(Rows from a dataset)
** begin **

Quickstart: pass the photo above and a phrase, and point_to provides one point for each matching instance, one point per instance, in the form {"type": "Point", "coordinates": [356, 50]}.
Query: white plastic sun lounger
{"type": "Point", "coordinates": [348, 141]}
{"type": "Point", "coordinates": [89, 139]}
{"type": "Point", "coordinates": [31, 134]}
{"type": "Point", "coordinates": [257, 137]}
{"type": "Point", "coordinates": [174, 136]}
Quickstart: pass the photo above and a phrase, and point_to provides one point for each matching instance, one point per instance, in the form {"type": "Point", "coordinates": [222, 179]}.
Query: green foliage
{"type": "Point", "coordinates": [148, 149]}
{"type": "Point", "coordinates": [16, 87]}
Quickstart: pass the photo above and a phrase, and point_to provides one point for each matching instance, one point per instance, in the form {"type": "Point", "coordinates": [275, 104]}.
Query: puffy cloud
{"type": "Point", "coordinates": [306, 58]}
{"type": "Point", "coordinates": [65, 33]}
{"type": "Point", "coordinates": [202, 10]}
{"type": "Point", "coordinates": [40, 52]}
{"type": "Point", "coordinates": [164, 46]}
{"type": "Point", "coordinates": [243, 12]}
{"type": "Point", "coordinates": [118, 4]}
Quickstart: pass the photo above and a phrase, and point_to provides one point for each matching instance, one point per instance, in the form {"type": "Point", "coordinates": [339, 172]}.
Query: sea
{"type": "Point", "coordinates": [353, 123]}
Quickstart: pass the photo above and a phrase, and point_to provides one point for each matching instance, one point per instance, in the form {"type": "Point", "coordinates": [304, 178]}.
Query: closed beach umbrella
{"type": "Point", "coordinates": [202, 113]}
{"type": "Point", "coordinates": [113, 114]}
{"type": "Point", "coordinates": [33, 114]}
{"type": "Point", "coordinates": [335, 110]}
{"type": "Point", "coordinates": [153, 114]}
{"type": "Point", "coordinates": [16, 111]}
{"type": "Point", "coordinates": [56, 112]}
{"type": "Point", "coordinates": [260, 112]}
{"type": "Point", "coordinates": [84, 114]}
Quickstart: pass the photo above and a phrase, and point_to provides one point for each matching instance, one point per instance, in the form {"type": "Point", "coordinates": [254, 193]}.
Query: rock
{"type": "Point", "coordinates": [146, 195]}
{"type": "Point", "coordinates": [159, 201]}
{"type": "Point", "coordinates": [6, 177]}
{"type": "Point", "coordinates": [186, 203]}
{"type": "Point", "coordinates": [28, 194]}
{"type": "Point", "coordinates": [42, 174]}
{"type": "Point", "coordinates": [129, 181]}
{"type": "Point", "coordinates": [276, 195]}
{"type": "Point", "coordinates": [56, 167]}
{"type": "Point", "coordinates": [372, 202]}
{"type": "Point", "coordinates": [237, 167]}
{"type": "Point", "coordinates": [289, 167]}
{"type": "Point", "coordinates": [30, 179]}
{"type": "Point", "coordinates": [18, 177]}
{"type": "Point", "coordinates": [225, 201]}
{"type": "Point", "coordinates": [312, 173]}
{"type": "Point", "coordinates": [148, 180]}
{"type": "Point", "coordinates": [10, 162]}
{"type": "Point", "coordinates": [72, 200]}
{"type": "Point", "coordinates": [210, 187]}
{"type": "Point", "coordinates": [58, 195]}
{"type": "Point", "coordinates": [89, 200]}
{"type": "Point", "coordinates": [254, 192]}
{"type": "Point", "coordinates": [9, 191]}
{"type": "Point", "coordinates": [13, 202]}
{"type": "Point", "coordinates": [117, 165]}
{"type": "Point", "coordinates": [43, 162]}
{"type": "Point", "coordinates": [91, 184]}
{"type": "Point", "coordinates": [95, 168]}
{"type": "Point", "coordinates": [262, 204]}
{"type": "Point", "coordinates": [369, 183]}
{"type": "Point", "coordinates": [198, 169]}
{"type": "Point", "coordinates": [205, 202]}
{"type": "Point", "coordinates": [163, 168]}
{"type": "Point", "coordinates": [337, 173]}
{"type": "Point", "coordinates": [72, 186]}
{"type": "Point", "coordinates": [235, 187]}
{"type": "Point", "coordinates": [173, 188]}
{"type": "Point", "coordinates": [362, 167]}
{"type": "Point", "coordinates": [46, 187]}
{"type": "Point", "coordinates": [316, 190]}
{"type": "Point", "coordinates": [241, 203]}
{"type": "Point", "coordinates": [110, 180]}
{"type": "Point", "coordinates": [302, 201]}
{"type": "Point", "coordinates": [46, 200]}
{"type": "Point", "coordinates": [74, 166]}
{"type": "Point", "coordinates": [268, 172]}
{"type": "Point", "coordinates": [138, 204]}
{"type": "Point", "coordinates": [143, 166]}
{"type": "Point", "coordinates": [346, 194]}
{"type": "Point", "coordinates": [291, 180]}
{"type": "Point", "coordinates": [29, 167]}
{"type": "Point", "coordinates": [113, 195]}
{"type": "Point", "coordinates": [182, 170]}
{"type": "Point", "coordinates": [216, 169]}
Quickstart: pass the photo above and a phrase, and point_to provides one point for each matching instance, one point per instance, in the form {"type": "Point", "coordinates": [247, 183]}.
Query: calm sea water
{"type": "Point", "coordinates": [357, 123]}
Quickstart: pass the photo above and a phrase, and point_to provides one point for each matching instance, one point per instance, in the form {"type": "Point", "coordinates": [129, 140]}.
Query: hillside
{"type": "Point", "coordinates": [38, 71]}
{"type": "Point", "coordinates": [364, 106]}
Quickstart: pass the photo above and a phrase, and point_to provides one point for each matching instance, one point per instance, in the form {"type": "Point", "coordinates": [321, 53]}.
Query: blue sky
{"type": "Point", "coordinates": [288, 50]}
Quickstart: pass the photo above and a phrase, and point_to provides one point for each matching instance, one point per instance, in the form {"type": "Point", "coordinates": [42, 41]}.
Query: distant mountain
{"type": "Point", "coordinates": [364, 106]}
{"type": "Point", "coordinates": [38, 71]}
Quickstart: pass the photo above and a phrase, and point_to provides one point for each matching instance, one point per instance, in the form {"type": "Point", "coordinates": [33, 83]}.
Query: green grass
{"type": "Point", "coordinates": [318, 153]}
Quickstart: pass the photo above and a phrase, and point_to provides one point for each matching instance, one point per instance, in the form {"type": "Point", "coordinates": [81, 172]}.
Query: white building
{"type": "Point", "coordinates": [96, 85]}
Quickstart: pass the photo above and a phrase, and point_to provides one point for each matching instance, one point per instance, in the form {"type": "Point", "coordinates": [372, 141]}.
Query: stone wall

** end **

### GIVEN PROBLEM
Print the records above in full, exactly.

### FULL RESPONSE
Quickstart: pass the photo above and a phrase, and point_to provides one point for each matching instance, one point per instance, in the form {"type": "Point", "coordinates": [356, 50]}.
Query: white plastic sun lounger
{"type": "Point", "coordinates": [348, 141]}
{"type": "Point", "coordinates": [89, 139]}
{"type": "Point", "coordinates": [31, 134]}
{"type": "Point", "coordinates": [257, 137]}
{"type": "Point", "coordinates": [174, 136]}
Quickstart: pass the photo above and a phrase, and point_to provides one point for each matching instance, one point per instance, in the form {"type": "Point", "coordinates": [222, 179]}.
Query: green foliage
{"type": "Point", "coordinates": [148, 149]}
{"type": "Point", "coordinates": [16, 87]}
Quickstart: pass the photo above and a phrase, and point_to provides one point for each matching instance, one point per instance, in the form {"type": "Point", "coordinates": [275, 104]}.
Query: puffy cloud
{"type": "Point", "coordinates": [306, 58]}
{"type": "Point", "coordinates": [65, 33]}
{"type": "Point", "coordinates": [202, 10]}
{"type": "Point", "coordinates": [40, 52]}
{"type": "Point", "coordinates": [164, 46]}
{"type": "Point", "coordinates": [243, 12]}
{"type": "Point", "coordinates": [118, 4]}
Quickstart: pass the photo above and a phrase, and point_to provides one point for each matching instance, one point per instance, in the form {"type": "Point", "coordinates": [339, 172]}.
Query: sea
{"type": "Point", "coordinates": [353, 123]}
Quickstart: pass the photo above and a phrase, and point_to provides one point for each matching instance, one point per instance, in the form {"type": "Point", "coordinates": [304, 178]}.
Query: closed beach umbrella
{"type": "Point", "coordinates": [202, 113]}
{"type": "Point", "coordinates": [113, 114]}
{"type": "Point", "coordinates": [33, 114]}
{"type": "Point", "coordinates": [335, 110]}
{"type": "Point", "coordinates": [153, 114]}
{"type": "Point", "coordinates": [16, 111]}
{"type": "Point", "coordinates": [56, 112]}
{"type": "Point", "coordinates": [260, 112]}
{"type": "Point", "coordinates": [84, 114]}
Quickstart: pass the photo above and a phrase, and point_to provides one point for each matching instance, one point per instance, in the form {"type": "Point", "coordinates": [254, 193]}.
Query: rock
{"type": "Point", "coordinates": [146, 195]}
{"type": "Point", "coordinates": [159, 201]}
{"type": "Point", "coordinates": [6, 177]}
{"type": "Point", "coordinates": [186, 203]}
{"type": "Point", "coordinates": [28, 194]}
{"type": "Point", "coordinates": [42, 174]}
{"type": "Point", "coordinates": [129, 181]}
{"type": "Point", "coordinates": [276, 195]}
{"type": "Point", "coordinates": [56, 167]}
{"type": "Point", "coordinates": [372, 202]}
{"type": "Point", "coordinates": [237, 167]}
{"type": "Point", "coordinates": [289, 167]}
{"type": "Point", "coordinates": [30, 179]}
{"type": "Point", "coordinates": [18, 177]}
{"type": "Point", "coordinates": [225, 201]}
{"type": "Point", "coordinates": [312, 173]}
{"type": "Point", "coordinates": [148, 180]}
{"type": "Point", "coordinates": [10, 162]}
{"type": "Point", "coordinates": [72, 200]}
{"type": "Point", "coordinates": [210, 187]}
{"type": "Point", "coordinates": [58, 195]}
{"type": "Point", "coordinates": [89, 200]}
{"type": "Point", "coordinates": [254, 192]}
{"type": "Point", "coordinates": [9, 191]}
{"type": "Point", "coordinates": [13, 202]}
{"type": "Point", "coordinates": [117, 165]}
{"type": "Point", "coordinates": [43, 162]}
{"type": "Point", "coordinates": [91, 184]}
{"type": "Point", "coordinates": [95, 168]}
{"type": "Point", "coordinates": [262, 204]}
{"type": "Point", "coordinates": [369, 183]}
{"type": "Point", "coordinates": [198, 169]}
{"type": "Point", "coordinates": [205, 202]}
{"type": "Point", "coordinates": [163, 168]}
{"type": "Point", "coordinates": [337, 173]}
{"type": "Point", "coordinates": [72, 186]}
{"type": "Point", "coordinates": [235, 187]}
{"type": "Point", "coordinates": [173, 188]}
{"type": "Point", "coordinates": [362, 167]}
{"type": "Point", "coordinates": [46, 187]}
{"type": "Point", "coordinates": [316, 190]}
{"type": "Point", "coordinates": [241, 203]}
{"type": "Point", "coordinates": [110, 180]}
{"type": "Point", "coordinates": [302, 201]}
{"type": "Point", "coordinates": [46, 200]}
{"type": "Point", "coordinates": [74, 166]}
{"type": "Point", "coordinates": [268, 172]}
{"type": "Point", "coordinates": [138, 204]}
{"type": "Point", "coordinates": [143, 166]}
{"type": "Point", "coordinates": [346, 194]}
{"type": "Point", "coordinates": [291, 180]}
{"type": "Point", "coordinates": [29, 167]}
{"type": "Point", "coordinates": [113, 195]}
{"type": "Point", "coordinates": [182, 170]}
{"type": "Point", "coordinates": [216, 169]}
Quickstart: pass the photo above and a phrase, and point_to provides one point for each matching instance, one point per instance, in the form {"type": "Point", "coordinates": [247, 183]}.
Query: calm sea water
{"type": "Point", "coordinates": [357, 123]}
Quickstart: pass the photo above and a phrase, and point_to provides one point for each matching instance, one point per instance, in the form {"type": "Point", "coordinates": [129, 140]}.
Query: hillside
{"type": "Point", "coordinates": [38, 71]}
{"type": "Point", "coordinates": [364, 106]}
Quickstart: pass the photo above and a phrase, and point_to provides one point for each matching instance, one point per instance, in the form {"type": "Point", "coordinates": [321, 53]}.
Query: blue sky
{"type": "Point", "coordinates": [288, 50]}
Quickstart: pass the photo above and a phrase, and point_to provides one point for each matching instance, one point per instance, in the form {"type": "Point", "coordinates": [42, 41]}.
Query: distant mountain
{"type": "Point", "coordinates": [364, 106]}
{"type": "Point", "coordinates": [38, 71]}
Quickstart: pass the photo above and a phrase, and point_to provides one point for each matching instance, one point per instance, in the form {"type": "Point", "coordinates": [33, 83]}.
Query: green grass
{"type": "Point", "coordinates": [318, 153]}
Quickstart: pass the photo above and a phrase, and point_to provides one point for each matching instance, one point per instance, in the form {"type": "Point", "coordinates": [81, 172]}.
Query: white building
{"type": "Point", "coordinates": [96, 85]}
Quickstart: pass the photo above and a phrase, and point_to provides one point for each matching instance, one point per instance, in the form {"type": "Point", "coordinates": [372, 141]}.
Query: stone wall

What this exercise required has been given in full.